Problem requirements - Stopping at the line that holds "Can you see the black sleeve", repeat the lines below exactly, starting from the very first and including that final line.

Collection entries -
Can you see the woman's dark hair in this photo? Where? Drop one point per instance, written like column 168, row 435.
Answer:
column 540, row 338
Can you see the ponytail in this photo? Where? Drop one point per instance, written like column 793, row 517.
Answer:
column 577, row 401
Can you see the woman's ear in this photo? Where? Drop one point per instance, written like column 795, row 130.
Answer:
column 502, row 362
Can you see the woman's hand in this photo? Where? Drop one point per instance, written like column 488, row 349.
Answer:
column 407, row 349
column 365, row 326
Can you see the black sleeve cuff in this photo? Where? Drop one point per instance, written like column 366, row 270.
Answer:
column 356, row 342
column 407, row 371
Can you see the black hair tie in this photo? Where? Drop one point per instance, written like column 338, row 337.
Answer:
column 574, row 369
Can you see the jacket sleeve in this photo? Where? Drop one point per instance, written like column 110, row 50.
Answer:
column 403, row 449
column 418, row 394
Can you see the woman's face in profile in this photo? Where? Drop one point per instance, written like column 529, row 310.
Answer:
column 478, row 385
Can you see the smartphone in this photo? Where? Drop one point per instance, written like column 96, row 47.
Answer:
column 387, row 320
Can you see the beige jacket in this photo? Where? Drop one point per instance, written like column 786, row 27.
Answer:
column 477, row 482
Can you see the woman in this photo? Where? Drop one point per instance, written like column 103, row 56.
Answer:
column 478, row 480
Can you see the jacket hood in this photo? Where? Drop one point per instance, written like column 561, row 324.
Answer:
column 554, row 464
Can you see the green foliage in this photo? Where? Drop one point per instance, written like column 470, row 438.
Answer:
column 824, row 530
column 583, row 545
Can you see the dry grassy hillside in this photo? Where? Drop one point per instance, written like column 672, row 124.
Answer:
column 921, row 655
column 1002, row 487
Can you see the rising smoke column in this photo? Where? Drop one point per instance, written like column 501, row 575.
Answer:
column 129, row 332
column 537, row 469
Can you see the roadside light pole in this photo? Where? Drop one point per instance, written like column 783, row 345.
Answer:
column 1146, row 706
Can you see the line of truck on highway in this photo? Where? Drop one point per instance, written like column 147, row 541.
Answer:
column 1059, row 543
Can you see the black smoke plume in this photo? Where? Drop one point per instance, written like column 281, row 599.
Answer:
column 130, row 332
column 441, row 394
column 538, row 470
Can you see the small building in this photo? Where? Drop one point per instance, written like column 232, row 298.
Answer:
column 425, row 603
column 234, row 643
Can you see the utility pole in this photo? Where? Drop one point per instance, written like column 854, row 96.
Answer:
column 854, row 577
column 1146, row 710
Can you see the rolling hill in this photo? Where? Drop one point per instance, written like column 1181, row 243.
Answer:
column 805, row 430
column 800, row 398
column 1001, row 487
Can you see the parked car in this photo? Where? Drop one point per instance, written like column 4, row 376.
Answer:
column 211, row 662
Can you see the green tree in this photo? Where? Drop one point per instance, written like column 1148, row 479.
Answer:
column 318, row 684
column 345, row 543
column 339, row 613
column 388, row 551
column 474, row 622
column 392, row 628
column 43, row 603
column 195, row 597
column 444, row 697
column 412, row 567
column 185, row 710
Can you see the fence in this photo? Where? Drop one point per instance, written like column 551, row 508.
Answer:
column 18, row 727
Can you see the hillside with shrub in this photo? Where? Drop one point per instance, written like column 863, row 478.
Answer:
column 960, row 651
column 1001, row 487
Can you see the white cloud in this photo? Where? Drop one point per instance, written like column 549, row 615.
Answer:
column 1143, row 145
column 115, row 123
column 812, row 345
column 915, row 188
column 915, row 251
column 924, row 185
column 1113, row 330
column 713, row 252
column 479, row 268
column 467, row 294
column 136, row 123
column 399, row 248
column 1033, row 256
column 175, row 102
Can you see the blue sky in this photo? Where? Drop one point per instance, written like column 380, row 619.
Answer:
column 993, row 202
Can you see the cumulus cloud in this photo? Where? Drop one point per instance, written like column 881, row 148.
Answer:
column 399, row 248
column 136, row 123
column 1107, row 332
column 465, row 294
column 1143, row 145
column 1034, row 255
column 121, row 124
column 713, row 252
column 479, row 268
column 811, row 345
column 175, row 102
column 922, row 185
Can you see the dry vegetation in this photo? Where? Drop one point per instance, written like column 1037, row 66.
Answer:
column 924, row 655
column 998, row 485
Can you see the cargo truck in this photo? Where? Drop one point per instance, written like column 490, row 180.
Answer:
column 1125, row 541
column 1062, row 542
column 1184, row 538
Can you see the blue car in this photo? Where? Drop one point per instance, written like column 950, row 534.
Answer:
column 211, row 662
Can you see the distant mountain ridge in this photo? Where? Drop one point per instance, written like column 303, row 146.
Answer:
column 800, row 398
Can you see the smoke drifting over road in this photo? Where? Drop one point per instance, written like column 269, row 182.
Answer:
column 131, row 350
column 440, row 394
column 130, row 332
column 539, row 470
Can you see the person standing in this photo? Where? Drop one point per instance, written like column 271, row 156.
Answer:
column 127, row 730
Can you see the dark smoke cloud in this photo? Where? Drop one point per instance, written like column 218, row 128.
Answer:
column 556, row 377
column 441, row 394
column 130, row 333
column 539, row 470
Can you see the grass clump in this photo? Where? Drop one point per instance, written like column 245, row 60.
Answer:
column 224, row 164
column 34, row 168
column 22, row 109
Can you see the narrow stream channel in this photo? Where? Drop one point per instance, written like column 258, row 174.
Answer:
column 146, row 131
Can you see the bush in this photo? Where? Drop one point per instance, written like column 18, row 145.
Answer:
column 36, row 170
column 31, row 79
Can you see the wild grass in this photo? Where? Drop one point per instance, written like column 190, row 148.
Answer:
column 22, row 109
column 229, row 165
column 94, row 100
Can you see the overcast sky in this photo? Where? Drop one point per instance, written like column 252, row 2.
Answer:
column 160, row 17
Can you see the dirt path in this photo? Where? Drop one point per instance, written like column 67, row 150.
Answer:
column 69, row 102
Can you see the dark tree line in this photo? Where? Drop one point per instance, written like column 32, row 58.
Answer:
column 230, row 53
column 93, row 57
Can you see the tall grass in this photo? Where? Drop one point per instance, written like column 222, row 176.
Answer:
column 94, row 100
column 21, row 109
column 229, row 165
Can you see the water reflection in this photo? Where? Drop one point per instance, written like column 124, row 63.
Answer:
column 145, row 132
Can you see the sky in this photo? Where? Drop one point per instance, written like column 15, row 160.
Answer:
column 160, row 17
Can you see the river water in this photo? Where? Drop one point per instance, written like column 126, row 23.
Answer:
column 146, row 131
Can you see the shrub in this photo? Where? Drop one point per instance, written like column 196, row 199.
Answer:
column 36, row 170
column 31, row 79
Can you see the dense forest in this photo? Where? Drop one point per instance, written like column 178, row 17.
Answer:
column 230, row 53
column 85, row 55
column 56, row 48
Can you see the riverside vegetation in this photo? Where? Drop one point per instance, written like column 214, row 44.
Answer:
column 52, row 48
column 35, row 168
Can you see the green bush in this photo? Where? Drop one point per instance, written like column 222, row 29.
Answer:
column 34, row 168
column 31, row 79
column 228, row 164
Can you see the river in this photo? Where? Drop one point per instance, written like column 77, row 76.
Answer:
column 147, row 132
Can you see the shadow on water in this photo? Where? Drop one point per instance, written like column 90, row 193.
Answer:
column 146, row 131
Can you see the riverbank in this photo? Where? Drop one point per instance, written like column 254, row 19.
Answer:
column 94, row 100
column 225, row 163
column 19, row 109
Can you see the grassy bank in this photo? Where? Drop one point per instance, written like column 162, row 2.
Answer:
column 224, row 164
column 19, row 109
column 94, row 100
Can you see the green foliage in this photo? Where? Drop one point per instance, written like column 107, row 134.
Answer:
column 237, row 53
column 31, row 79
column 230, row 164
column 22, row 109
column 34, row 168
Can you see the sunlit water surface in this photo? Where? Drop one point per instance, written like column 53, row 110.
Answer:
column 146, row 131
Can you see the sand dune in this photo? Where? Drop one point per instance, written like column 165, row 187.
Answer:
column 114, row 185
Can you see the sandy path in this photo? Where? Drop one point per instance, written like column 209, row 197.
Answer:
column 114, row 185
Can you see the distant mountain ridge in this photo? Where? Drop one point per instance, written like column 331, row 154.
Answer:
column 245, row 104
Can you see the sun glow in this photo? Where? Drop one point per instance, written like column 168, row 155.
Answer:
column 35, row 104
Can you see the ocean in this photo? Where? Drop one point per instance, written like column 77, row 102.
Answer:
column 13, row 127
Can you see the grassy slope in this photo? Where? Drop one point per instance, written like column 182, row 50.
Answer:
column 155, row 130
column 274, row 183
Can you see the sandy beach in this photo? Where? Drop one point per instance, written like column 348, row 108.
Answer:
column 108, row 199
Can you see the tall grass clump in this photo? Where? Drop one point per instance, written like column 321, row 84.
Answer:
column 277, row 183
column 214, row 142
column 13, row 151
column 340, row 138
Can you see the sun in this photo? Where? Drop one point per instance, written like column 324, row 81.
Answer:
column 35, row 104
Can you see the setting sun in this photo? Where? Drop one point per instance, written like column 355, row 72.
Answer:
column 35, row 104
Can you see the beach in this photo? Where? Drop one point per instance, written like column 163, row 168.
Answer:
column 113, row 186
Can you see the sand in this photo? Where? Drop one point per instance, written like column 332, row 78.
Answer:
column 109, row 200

Answer section -
Can you see the woman's dark hair in this photo? Where? Drop one point per instance, written like column 168, row 435.
Answer:
column 540, row 338
Can you see the ponytail in this photo? Where? Drop one point per instance, written like column 793, row 517.
Answer:
column 577, row 401
Can you see the woman's ear in this photo? Where? Drop one point per instance, written like column 795, row 130.
Answer:
column 502, row 362
Can you see the woman's hand in this photo? Where? Drop one point per instance, written like column 488, row 349.
Answer:
column 407, row 349
column 365, row 326
Can you see the black sleeve cuff in this photo? Where? Drop one point per instance, written like column 366, row 270.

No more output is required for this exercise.